As the four hundredth anniversary of opera approaches, Australians have had opportunities to enjoy exemplars from each century: Monteverdi’s Il Ritorno d’Ulisse; Handlel’s Ariodante; Verdi’s Falstaff, and Britten’s Billy Budd. Humphrey McQueen draws on this quartet to advance some general comments about the standards of production, performance and conducting.

The luck of the house
Poor Monteverdi. Although acclaimed as ‘the creator of modern music’, of his score of works for the stage all but three have been lost, and throughout more than two hundred years those survivors were rarely performed. From Arianna we have only an exquisite fragment. Il Ritorno d’Ulisse (1641) was not published until 1923 when doubts were cast over its authorship. Adding a flea bite to injury, the concluding paragraph of my previous survey of opera-going attributed his Ulisse to Gluck. Dr Johnson could plead ‘Ignorance, madam, pure ignorance’ when he defined a pastern as the knee of a horse, but I have to rely on stupidity because I had the Sydney Festival program beside me. Not that Monteverdi’s shade would be perturbed now that recordings of his Vespers and madrigals have re-established his reputation whereas his follower Cavalli remains virtually an unknown, although the South Australia Opera staged his L’Ormindo a month before the Victorian State Opera in its glory days presented Ulisse in June 1980. Monteverdi’s L’Incoronazione di Poppea and Orfeo have also received professional productions in the past twenty-five years.

Alexander Goehr has just composed his own ‘Monteverdi’s  Arianna’ as more than an extrapolation from its lament. Goehr’s creation, suffused with seriousness and wit, differs from the treatment that De Nederlandse Opera has given to Ulisse, though the distance from the originals is almost as great. The Nederlandse production cut out the gods, leaving only Minerva to keep the plot moving, which is like doing Midsummer Night’s Dream without the fairies, except Puck. Whether the conflict among the divinities had to go to save money or to achieve a performance time acceptable to contemporary audiences, the outcome was that we did not get Monteverdi’s Ulisse.
◇ ◇ ◇
Return the stretch of the opera essay from "As the four" through "performance and conducting.", copied word for word.

**Items**
◇ ◇ ◇
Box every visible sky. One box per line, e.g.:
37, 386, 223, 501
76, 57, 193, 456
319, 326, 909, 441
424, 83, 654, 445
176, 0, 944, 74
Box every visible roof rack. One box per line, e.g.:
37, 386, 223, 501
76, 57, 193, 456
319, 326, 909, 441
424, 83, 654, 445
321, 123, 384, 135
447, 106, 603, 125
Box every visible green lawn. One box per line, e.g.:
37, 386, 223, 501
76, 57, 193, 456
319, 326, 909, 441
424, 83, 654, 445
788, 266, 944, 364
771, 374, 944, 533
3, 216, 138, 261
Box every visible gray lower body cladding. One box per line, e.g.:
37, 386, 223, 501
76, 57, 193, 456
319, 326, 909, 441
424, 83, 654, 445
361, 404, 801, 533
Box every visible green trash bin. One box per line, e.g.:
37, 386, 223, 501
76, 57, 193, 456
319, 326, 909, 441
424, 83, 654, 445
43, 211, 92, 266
◇ ◇ ◇
**Right answer**
As the four hundredth anniversary of opera approaches, Australians have had opportunities to enjoy exemplars from each century: Monteverdi’s Il Ritorno d’Ulisse; Handlel’s Ariodante; Verdi’s Falstaff, and Britten’s Billy Budd. Humphrey McQueen draws on this quartet to advance some general comments about the standards of production, performance and conducting.